*Your assignment*: For each entry below, please return its exact wording and leave out any picture.

*Extracted entries*:
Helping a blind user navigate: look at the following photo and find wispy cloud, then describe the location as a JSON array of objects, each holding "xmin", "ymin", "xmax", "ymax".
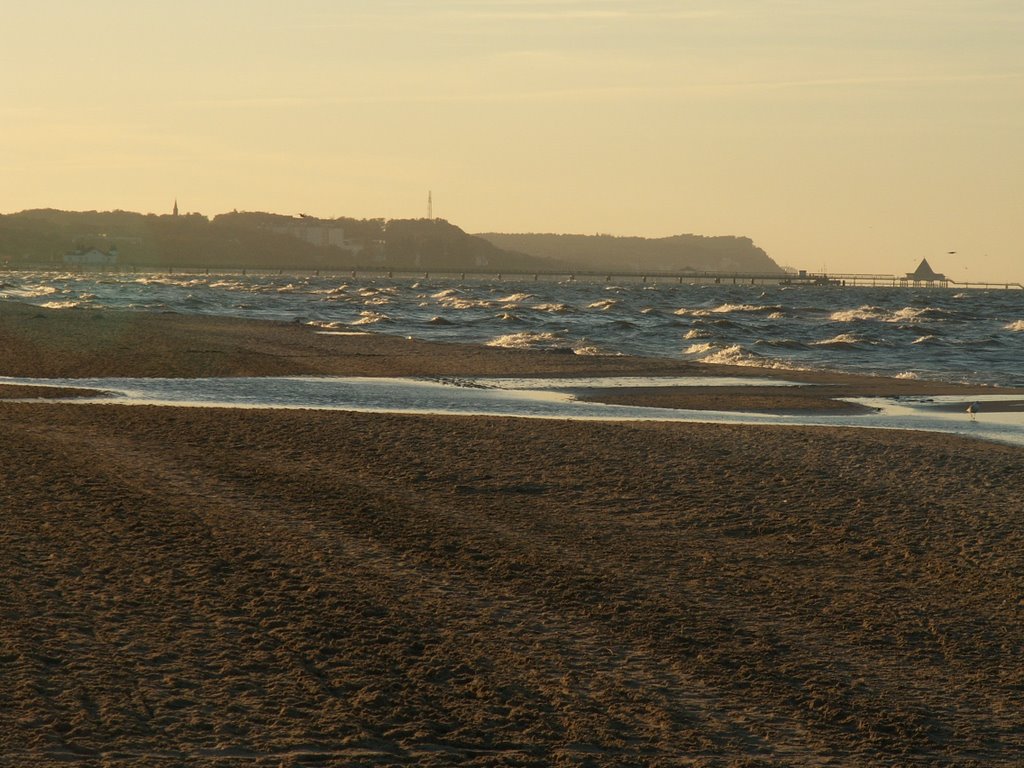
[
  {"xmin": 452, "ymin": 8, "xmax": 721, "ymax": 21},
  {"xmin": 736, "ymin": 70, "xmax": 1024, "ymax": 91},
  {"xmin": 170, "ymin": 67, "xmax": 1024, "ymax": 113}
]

*Exercise result*:
Helping a blind user navigate: look at the following photo and find wispy cloud, then describe the location as a JSON array of objects, each holding "xmin", "ymin", "xmax", "ymax".
[
  {"xmin": 452, "ymin": 8, "xmax": 721, "ymax": 21},
  {"xmin": 736, "ymin": 70, "xmax": 1024, "ymax": 91},
  {"xmin": 170, "ymin": 67, "xmax": 1024, "ymax": 113}
]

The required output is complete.